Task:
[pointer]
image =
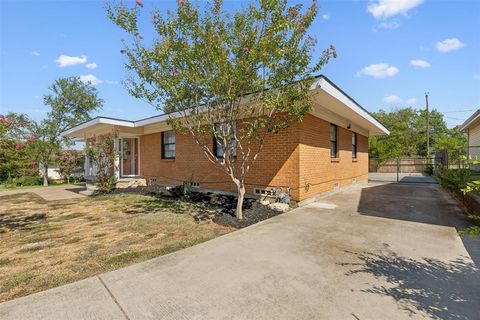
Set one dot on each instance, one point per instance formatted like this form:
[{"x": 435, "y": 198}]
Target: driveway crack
[{"x": 113, "y": 298}]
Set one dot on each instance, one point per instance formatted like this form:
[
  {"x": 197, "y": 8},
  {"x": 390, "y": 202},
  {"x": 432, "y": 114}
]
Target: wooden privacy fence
[{"x": 403, "y": 165}]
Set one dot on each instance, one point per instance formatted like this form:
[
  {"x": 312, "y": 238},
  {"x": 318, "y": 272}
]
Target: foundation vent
|---|
If a record holds a picture, leave that picture out; retype everything else exactly.

• [RESPONSE BELOW]:
Task:
[pointer]
image =
Set one dot on each instance, one point per instance formatted like this form:
[{"x": 435, "y": 198}]
Target: driveway crack
[{"x": 113, "y": 298}]
Set one dot on each instance, one point per instance formatted like this form:
[
  {"x": 197, "y": 8},
  {"x": 390, "y": 202},
  {"x": 432, "y": 114}
]
Target: wooden privacy fence
[{"x": 403, "y": 165}]
Set one dot on each instance, one point per instance formatted like this form:
[
  {"x": 312, "y": 238},
  {"x": 318, "y": 272}
]
Target: foundation vent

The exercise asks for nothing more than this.